What is being asked
Reproduce the High Places interview word for word, in full.

Source document
----------

GFF 2012: High Places interview

Glasgow Music and Film Festival kicks off in grand style with a performance from electro-pop duo High Places, a band whose work embodies GMFF's celebration of both music and image

Feature by Jamie Dunn | 16 Feb 2012

Electronic two-piece High Places, aka Rob Barber and Mary Pearson, are in playful mood when they speak to The Skinny from their LA studio ahead of their upcoming UK tour, which takes in a performance at Glasgow Music and Film Festival. In fact, it feels a bit like they are pulling the old 'good electro-pop musician/bad electro-pop musician' routine. When Pearson, who's effervescent and charming, mentions her love of old school hip hop, I inquire facetiously if she’d ever consider swapping her haunting vocals for a spell as High Places’ Master of Ceremonies? Her response is delightfully self-deprecating: “I think I have to come to terms with how my voice sounds and what I’m capable of doing, I made peace with that a while ago. I don’t think there’ll be any rapping in the near future.”

“You have been writing a lot of new songs that are about sneakers,” deadpans Barber, High Places’ more sardonic half.

“And about being the flyest girl in the club,” chuckles Pearson.

----------

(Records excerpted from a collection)
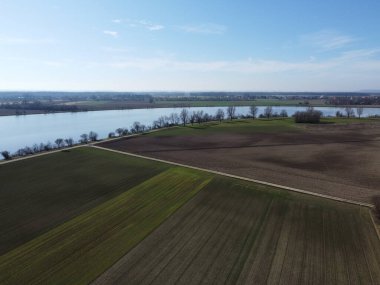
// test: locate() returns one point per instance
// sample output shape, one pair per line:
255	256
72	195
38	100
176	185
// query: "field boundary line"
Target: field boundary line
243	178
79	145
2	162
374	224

----------

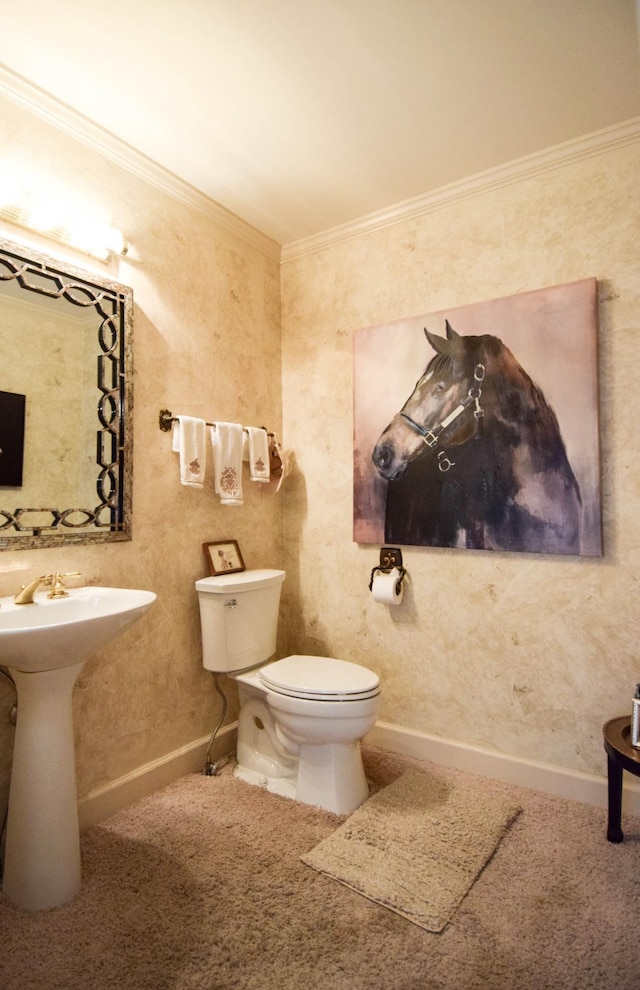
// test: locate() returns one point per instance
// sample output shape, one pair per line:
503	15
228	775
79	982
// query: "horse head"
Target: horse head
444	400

----------

Reply
GFF 2012: High Places interview

Glasgow Music and Film Festival kicks off in grand style with a performance from electro-pop duo High Places, a band whose work embodies GMFF's celebration of both music and image

Feature by Jamie Dunn | 16 Feb 2012

Electronic two-piece High Places, aka Rob Barber and Mary Pearson, are in playful mood when they speak to The Skinny from their LA studio ahead of their upcoming UK tour, which takes in a performance at Glasgow Music and Film Festival. In fact, it feels a bit like they are pulling the old 'good electro-pop musician/bad electro-pop musician' routine. When Pearson, who's effervescent and charming, mentions her love of old school hip hop, I inquire facetiously if she’d ever consider swapping her haunting vocals for a spell as High Places’ Master of Ceremonies? Her response is delightfully self-deprecating: “I think I have to come to terms with how my voice sounds and what I’m capable of doing, I made peace with that a while ago. I don’t think there’ll be any rapping in the near future.”

“You have been writing a lot of new songs that are about sneakers,” deadpans Barber, High Places’ more sardonic half.

“And about being the flyest girl in the club,” chuckles Pearson.